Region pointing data

------------------------

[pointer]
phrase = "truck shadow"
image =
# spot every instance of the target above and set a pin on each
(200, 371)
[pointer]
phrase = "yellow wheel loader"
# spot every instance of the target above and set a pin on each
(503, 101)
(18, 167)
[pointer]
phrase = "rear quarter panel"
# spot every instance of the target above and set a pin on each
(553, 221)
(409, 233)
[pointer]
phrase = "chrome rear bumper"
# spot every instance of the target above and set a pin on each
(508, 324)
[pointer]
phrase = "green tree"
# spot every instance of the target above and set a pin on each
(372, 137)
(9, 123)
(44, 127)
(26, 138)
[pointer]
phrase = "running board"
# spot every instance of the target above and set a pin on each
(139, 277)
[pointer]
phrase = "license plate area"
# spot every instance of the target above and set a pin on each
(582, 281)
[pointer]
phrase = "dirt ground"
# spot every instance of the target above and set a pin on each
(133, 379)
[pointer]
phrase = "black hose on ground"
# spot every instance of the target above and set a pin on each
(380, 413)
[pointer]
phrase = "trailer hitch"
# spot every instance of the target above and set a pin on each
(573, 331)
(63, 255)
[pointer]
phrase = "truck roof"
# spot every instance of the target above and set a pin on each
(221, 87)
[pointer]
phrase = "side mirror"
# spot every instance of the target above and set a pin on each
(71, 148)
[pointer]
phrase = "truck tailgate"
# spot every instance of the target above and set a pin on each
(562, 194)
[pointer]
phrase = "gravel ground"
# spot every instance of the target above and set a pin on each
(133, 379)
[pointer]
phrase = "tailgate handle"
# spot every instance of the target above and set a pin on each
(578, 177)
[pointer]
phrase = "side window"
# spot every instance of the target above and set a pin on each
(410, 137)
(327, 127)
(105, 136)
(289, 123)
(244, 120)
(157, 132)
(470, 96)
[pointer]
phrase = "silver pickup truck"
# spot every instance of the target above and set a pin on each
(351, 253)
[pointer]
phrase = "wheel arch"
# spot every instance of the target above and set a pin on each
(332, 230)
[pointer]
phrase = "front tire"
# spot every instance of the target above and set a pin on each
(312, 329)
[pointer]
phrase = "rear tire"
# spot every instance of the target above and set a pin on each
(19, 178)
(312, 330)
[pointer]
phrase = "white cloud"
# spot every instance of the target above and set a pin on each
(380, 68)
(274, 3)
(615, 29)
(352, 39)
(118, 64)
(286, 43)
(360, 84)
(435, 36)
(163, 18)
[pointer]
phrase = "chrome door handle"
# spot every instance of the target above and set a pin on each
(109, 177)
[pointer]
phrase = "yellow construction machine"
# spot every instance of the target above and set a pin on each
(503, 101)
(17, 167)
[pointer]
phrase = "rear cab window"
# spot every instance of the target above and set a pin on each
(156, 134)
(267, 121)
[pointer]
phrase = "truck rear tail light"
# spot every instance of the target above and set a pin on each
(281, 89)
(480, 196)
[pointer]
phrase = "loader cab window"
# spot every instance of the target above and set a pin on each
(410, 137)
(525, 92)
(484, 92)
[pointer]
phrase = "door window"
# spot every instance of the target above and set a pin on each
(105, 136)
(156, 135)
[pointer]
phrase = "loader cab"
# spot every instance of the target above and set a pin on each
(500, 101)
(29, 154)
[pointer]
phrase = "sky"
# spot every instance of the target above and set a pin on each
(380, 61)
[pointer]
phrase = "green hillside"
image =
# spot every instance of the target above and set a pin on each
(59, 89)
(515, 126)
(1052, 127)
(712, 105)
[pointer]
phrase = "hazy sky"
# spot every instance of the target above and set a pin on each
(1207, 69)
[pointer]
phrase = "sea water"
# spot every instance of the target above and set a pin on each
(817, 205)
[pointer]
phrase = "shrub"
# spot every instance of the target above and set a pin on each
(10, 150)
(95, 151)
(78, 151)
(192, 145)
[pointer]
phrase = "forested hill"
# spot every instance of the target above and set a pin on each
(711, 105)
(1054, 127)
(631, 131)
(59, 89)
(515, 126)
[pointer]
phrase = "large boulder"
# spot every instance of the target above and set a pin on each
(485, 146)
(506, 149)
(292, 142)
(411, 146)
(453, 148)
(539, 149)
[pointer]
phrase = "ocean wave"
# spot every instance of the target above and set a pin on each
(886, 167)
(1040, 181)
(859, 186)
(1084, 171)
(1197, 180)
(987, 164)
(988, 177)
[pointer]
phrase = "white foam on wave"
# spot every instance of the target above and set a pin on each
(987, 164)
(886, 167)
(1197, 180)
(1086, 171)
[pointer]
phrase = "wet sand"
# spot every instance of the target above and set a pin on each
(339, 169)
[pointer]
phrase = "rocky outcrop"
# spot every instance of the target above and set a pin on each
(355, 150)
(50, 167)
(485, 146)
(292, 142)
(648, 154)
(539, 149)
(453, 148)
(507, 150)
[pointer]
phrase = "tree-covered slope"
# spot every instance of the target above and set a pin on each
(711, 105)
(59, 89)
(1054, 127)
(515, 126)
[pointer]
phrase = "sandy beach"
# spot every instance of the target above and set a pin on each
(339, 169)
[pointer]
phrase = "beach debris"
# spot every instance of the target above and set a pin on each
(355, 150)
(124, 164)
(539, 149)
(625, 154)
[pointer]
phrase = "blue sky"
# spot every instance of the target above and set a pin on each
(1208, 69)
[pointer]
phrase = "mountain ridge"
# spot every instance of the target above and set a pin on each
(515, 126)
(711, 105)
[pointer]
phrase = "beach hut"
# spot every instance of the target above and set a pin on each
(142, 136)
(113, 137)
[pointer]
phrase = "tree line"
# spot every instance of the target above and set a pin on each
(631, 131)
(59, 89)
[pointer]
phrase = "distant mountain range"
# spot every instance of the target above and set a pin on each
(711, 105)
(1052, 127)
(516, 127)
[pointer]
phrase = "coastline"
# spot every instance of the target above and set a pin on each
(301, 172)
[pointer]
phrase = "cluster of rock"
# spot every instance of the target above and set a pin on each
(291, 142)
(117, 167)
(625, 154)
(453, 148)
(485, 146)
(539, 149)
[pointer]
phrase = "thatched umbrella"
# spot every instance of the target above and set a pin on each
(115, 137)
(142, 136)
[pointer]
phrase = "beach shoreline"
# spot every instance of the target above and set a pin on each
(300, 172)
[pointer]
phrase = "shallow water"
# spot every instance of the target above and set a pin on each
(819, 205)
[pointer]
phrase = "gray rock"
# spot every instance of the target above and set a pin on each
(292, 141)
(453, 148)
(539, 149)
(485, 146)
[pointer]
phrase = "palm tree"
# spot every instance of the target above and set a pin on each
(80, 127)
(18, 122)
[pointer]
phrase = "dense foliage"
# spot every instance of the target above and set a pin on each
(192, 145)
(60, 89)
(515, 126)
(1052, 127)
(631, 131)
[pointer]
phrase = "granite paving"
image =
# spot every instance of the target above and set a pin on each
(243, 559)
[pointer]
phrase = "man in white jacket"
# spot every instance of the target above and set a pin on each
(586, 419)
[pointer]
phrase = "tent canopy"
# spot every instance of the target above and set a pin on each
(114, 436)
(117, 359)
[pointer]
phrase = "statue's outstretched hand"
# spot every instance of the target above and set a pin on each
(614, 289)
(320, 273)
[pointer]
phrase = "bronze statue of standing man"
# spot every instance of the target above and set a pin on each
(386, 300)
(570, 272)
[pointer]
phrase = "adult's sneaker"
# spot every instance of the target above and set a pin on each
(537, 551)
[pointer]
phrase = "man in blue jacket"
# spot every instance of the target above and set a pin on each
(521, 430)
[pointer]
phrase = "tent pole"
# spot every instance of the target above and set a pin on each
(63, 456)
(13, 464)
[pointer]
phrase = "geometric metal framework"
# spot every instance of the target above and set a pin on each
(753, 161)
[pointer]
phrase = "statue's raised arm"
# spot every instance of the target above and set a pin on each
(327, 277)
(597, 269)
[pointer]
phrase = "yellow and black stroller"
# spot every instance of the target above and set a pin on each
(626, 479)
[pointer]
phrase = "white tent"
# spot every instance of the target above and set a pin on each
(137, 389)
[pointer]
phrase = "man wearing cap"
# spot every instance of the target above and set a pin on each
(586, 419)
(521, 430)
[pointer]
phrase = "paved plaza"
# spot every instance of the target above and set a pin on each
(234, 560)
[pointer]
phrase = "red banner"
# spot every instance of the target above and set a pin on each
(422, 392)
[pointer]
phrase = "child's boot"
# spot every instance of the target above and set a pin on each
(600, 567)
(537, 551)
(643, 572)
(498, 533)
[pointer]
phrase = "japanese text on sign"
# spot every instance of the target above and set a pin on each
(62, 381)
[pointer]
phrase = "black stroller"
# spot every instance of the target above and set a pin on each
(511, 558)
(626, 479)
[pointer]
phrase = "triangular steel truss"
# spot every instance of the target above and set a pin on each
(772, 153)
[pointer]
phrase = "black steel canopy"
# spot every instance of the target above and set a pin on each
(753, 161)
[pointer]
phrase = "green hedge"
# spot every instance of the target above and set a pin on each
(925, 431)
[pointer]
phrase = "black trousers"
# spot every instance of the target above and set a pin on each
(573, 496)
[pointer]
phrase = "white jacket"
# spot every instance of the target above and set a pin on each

------------------------

Exercise goal: Across the entries above, count the lines with the word "jacket" and report that count by itself.

Task result: 3